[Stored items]
════════
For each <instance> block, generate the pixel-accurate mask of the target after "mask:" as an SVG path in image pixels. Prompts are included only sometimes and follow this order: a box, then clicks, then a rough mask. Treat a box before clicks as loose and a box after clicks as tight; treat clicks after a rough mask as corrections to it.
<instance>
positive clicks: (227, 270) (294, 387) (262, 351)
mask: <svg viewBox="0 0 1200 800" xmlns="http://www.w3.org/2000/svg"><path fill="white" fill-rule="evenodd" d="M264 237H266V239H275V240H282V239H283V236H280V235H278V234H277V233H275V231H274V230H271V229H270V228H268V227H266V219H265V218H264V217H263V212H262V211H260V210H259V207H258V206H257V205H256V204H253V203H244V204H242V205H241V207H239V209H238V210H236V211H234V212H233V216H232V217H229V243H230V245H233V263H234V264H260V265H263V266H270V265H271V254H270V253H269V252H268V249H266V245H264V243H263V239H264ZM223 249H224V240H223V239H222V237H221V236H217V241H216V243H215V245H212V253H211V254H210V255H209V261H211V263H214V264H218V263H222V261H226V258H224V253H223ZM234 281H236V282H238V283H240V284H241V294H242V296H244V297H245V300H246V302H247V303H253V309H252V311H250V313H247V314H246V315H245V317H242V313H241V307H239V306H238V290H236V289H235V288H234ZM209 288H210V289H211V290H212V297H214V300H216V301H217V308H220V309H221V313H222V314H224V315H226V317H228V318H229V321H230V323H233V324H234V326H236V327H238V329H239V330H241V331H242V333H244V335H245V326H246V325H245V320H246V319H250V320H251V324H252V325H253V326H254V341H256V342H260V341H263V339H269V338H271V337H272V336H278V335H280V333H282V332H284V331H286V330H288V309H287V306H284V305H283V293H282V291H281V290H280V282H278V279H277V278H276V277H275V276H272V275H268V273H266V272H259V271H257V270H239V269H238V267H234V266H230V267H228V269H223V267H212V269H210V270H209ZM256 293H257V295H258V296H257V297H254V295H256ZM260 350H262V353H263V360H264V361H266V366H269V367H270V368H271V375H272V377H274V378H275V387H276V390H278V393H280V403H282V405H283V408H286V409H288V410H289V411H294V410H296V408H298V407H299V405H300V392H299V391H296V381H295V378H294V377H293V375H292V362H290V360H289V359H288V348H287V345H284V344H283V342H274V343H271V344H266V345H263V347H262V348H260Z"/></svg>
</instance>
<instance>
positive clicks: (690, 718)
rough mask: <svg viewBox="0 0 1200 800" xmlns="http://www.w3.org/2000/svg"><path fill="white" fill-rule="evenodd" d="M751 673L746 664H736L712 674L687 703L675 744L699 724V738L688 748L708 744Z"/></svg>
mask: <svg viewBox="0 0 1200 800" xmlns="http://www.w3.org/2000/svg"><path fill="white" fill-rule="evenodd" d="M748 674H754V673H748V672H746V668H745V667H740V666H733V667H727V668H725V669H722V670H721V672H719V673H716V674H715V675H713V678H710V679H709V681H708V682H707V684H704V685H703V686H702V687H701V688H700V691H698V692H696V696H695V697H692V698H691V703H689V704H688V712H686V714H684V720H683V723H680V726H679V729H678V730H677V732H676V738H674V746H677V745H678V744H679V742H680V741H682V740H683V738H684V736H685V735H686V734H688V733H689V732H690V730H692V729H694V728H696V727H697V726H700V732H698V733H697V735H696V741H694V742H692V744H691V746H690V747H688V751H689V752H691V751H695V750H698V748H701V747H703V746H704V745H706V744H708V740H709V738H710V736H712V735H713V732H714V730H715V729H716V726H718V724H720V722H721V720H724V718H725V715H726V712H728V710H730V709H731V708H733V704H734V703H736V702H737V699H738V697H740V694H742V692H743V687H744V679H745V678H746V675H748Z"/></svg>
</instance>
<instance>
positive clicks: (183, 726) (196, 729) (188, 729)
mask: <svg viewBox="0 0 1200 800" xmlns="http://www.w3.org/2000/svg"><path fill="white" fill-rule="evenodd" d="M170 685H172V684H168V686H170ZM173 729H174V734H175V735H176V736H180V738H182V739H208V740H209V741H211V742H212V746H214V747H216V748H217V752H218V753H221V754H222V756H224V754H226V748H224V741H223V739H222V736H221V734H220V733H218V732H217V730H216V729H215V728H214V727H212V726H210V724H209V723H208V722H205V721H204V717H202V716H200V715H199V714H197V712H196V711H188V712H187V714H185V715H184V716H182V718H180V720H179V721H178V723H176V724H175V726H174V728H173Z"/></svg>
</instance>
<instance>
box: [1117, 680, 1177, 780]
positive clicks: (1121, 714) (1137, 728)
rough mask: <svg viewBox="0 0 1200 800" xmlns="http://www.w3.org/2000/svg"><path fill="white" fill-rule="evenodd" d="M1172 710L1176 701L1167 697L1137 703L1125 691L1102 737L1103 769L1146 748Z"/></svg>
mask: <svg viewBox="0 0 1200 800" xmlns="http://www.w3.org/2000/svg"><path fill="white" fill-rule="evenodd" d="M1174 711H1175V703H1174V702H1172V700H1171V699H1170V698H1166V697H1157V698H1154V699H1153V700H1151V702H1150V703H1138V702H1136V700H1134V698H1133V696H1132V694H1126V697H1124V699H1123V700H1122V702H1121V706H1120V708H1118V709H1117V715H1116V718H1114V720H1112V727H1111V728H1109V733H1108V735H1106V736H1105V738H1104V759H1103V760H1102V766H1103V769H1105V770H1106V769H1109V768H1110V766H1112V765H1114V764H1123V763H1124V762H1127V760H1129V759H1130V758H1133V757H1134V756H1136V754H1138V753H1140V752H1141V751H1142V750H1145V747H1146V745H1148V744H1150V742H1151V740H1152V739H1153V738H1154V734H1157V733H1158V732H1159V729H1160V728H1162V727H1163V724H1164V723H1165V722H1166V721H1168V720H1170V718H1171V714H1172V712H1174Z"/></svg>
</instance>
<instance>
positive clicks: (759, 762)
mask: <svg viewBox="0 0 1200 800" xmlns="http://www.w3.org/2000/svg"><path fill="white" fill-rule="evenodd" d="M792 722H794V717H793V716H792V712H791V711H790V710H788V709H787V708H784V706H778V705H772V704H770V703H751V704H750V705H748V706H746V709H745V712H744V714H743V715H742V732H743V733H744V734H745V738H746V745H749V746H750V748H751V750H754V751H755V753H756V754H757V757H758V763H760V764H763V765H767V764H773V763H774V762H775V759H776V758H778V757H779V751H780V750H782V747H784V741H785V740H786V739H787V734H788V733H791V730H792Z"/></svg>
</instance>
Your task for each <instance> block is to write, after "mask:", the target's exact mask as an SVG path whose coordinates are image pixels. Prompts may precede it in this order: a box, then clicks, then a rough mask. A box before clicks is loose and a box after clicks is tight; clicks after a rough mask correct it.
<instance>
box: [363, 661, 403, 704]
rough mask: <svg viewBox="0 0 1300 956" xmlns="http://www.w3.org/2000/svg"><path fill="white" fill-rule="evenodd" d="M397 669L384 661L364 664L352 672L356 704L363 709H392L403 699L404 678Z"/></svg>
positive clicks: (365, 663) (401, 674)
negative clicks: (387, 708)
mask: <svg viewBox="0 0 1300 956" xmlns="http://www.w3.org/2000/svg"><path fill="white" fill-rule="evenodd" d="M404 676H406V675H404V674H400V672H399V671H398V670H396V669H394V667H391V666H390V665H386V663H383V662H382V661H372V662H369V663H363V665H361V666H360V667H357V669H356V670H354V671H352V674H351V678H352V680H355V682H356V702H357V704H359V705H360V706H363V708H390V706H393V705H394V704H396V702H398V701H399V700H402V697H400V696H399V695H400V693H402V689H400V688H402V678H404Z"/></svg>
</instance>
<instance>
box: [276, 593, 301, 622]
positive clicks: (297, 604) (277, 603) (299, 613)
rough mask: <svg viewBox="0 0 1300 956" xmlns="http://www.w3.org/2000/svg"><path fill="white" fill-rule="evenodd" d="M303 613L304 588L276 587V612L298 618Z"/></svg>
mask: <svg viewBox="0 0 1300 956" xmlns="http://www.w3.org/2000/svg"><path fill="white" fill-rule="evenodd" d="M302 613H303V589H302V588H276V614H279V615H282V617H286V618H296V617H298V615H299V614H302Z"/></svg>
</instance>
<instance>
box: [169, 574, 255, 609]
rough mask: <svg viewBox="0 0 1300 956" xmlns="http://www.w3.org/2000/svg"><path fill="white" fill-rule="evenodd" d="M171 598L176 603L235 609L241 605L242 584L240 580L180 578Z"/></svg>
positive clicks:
════════
◆ What you are asked to do:
Transcribe exactly, please, the lines from the one with "Your task for" to the last line of the entries above, ends included.

◆ Result of the task:
Your task for each <instance> block is to write, after "mask:", the target's exact mask as an SVG path whose coordinates are image pixels. Prompts may precede it in this order: a box, then clicks, then a rough mask. A box before clicks is loose and a box after clicks is tight; clicks after a rough mask correct it.
<instance>
box: [363, 661, 403, 704]
rough mask: <svg viewBox="0 0 1300 956" xmlns="http://www.w3.org/2000/svg"><path fill="white" fill-rule="evenodd" d="M397 669L384 661L364 664L352 672L356 704L363 709H392L403 699L404 678Z"/></svg>
positive clicks: (365, 663) (401, 674)
negative clicks: (387, 708)
mask: <svg viewBox="0 0 1300 956" xmlns="http://www.w3.org/2000/svg"><path fill="white" fill-rule="evenodd" d="M404 676H406V675H404V674H400V672H399V671H398V670H396V669H394V667H391V666H390V665H386V663H383V662H382V661H372V662H369V663H363V665H361V666H360V667H357V669H356V670H354V671H352V674H351V678H352V680H355V682H356V702H357V704H359V705H360V706H363V708H390V706H393V705H394V704H396V702H398V701H399V700H402V697H400V696H399V695H400V693H402V689H400V688H402V678H404Z"/></svg>
</instance>
<instance>
box: [276, 593, 301, 622]
positive clicks: (297, 604) (277, 603) (299, 613)
rough mask: <svg viewBox="0 0 1300 956" xmlns="http://www.w3.org/2000/svg"><path fill="white" fill-rule="evenodd" d="M303 613L304 588L276 587V612L298 618Z"/></svg>
mask: <svg viewBox="0 0 1300 956" xmlns="http://www.w3.org/2000/svg"><path fill="white" fill-rule="evenodd" d="M302 613H303V589H302V588H276V614H279V615H282V617H286V618H296V617H298V615H299V614H302Z"/></svg>
</instance>
<instance>
box: [169, 574, 255, 609]
rough mask: <svg viewBox="0 0 1300 956" xmlns="http://www.w3.org/2000/svg"><path fill="white" fill-rule="evenodd" d="M171 598L176 603L235 609L241 605L242 584L240 580L180 578Z"/></svg>
positive clicks:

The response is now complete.